Mehmet Tanju akad: DEMOKRASİ ÖZLEMLERİ
Yanılgılarıyla birlikte
DEMOKRASİ ÖZLEMLERİ
Öncelikle şunu söyleyelim. Demokrasi çoğu zaman özde değil biçimde uygulanan ve sadece demokrasinin yokluğundan daha iyi olan bir şeydir. Bir avuç parti liderinin seçtiği adaylara oy atmak demokrasi değildir. Ama tabanın seçtiği adayların iyi olmasının da hiçbir garantisi yoktur. İyiler ve kötüler tepeden de gelebilir, tabandan da. Demokrasi, yokluğunun kötülüğü hariç, demokrasinin yıkıma uğratılması dahil, sayısız kötülüğün kaynağıdır. Yani kötüler arasında biraz daha az kötü olan bir şeydir. Keza, demokrasi birçok ülkede demokrasi karşıtı güçlerin iktidarına araç ve vesile olmuştur. Kendi adıma, demokrasinin avukatlığına soyunanların kötü niyetinden şüphe ederim çünkü bunlar genellikle her türlü aşağılık işi perdelemek için demokrasiyi savunur. Gerçekten demokrasiyi savunan kişinin hukukun üstünlüğü ile başlaması gerekir. Hukuk yoksa demokrasi maskaralıktan ibarettir. Demokrasi siyasette mucizevi bir çözüm olmadığı gibi, kimi zaman çürümeyi artırır. Demokrasi, sadece garantisiz bir fırsattır. İyiye veya kötüye kullanılabilir. Ahalinin, demagogların, siyaset bezirganlarının, parti ağalarının peşine takılması en yaygın durumdur.

Malzeme:
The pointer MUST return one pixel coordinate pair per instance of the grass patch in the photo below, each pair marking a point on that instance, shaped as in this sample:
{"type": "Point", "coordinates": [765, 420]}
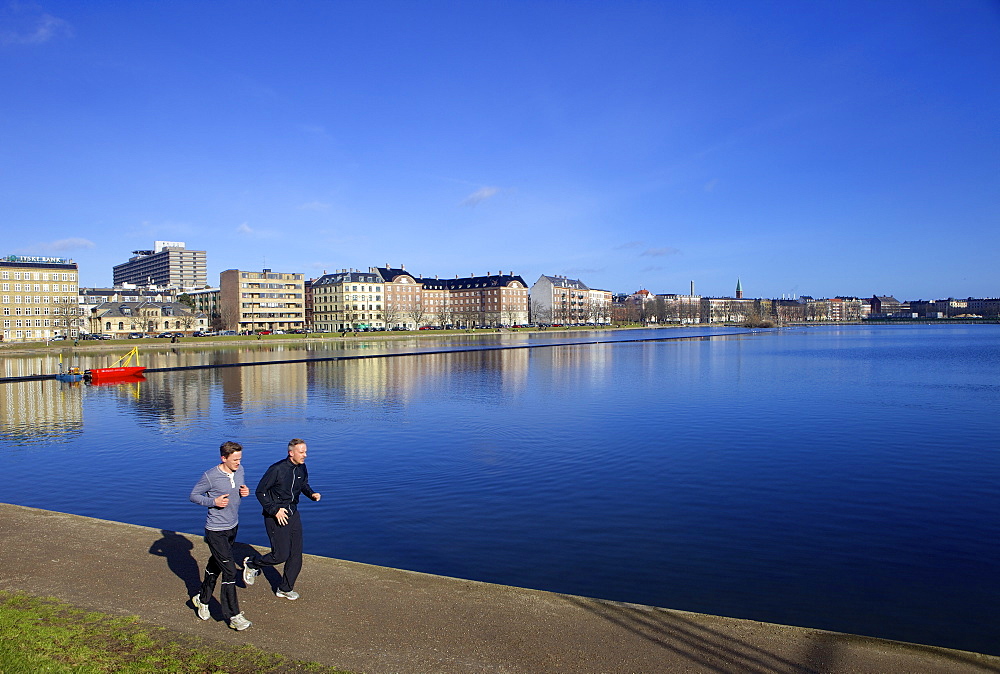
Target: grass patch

Yapılacak İş:
Yukarıdaki demokrasi yazısını lütfen hiçbir değişiklik yapmadan baştan sona yazın.

Görevin Yanıtı:
Mehmet Tanju akad: DEMOKRASİ ÖZLEMLERİ
Yanılgılarıyla birlikte
DEMOKRASİ ÖZLEMLERİ
Öncelikle şunu söyleyelim. Demokrasi çoğu zaman özde değil biçimde uygulanan ve sadece demokrasinin yokluğundan daha iyi olan bir şeydir. Bir avuç parti liderinin seçtiği adaylara oy atmak demokrasi değildir. Ama tabanın seçtiği adayların iyi olmasının da hiçbir garantisi yoktur. İyiler ve kötüler tepeden de gelebilir, tabandan da. Demokrasi, yokluğunun kötülüğü hariç, demokrasinin yıkıma uğratılması dahil, sayısız kötülüğün kaynağıdır. Yani kötüler arasında biraz daha az kötü olan bir şeydir. Keza, demokrasi birçok ülkede demokrasi karşıtı güçlerin iktidarına araç ve vesile olmuştur. Kendi adıma, demokrasinin avukatlığına soyunanların kötü niyetinden şüphe ederim çünkü bunlar genellikle her türlü aşağılık işi perdelemek için demokrasiyi savunur. Gerçekten demokrasiyi savunan kişinin hukukun üstünlüğü ile başlaması gerekir. Hukuk yoksa demokrasi maskaralıktan ibarettir. Demokrasi siyasette mucizevi bir çözüm olmadığı gibi, kimi zaman çürümeyi artırır. Demokrasi, sadece garantisiz bir fırsattır. İyiye veya kötüye kullanılabilir. Ahalinin, demagogların, siyaset bezirganlarının, parti ağalarının peşine takılması en yaygın durumdur.